## THE TASKS
[1] Decide whether each statement agrees with the article on Iran's oil warning, answering yes or no and quoting the words of the article that settle it: (a) Iran is described as the second-biggest OPEC producer. (b) OPEC's output targets were last changed in December 2010. (c) OPEC controls 40 per cent of the global oil supply.
[2] Return the passage of the article on Iran's oil warning between "Last week, in" and "be mopped up.", inclusive, copied exactly.

## PASSAGE SHOWN
◇ ◇ ◇ ◇ ◇

Iran warns against too much oil



Iran has warned of a worsening oil glut and predicts OPEC will urge its members to comply with their production quotas when its ministers meet on Wednesday. The second-biggest OPEC producer also said there was no need for the group to revise output targets that had remained unchanged since December 2008. "If the current oil production continues, the oil market will face an oversupply in the second half of 2010," Mohammed Ali Khatibi, the country's OPEC governor, said in remarks reported yesterday on the Iranian oil ministry website SHANA. "OPEC will ask its members to comply with their quotas until the economic crisis is over."

Last week, in the latest monthly forecast published by its Vienna-based secretariat, the oil exporters' organisation, which controls 40 per cent of the global oil supply, predicted demand for its crude this year would undershoot output by 1.5 million barrels per day (bpd). On the other hand, the secretariat also forecast a 1.7 million bpd increase in demand for OPEC crude between the second and third quarters of the year, suggesting any oversupply would be mopped up.

◇ ◇ ◇ ◇ ◇

## PROVIDED MATERIAL
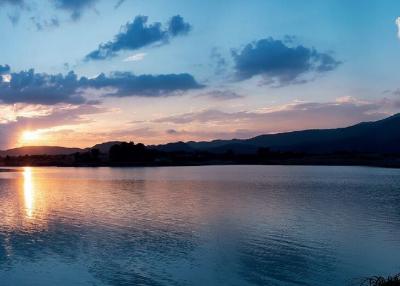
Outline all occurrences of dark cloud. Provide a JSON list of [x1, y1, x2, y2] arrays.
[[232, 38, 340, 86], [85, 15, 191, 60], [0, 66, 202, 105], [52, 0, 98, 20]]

◇ ◇ ◇ ◇ ◇

## ANSWERS FOR THIS EXERCISE
[1]
(a) Yes: "The second-biggest OPEC producer"
(b) No: "output targets that had remained unchanged since December 2008"
(c) Yes: "which controls 40 per cent of the global oil supply"

[2]
Last week, in the latest monthly forecast published by its Vienna-based secretariat, the oil exporters' organisation, which controls 40 per cent of the global oil supply, predicted demand for its crude this year would undershoot output by 1.5 million barrels per day (bpd). On the other hand, the secretariat also forecast a 1.7 million bpd increase in demand for OPEC crude between the second and third quarters of the year, suggesting any oversupply would be mopped up.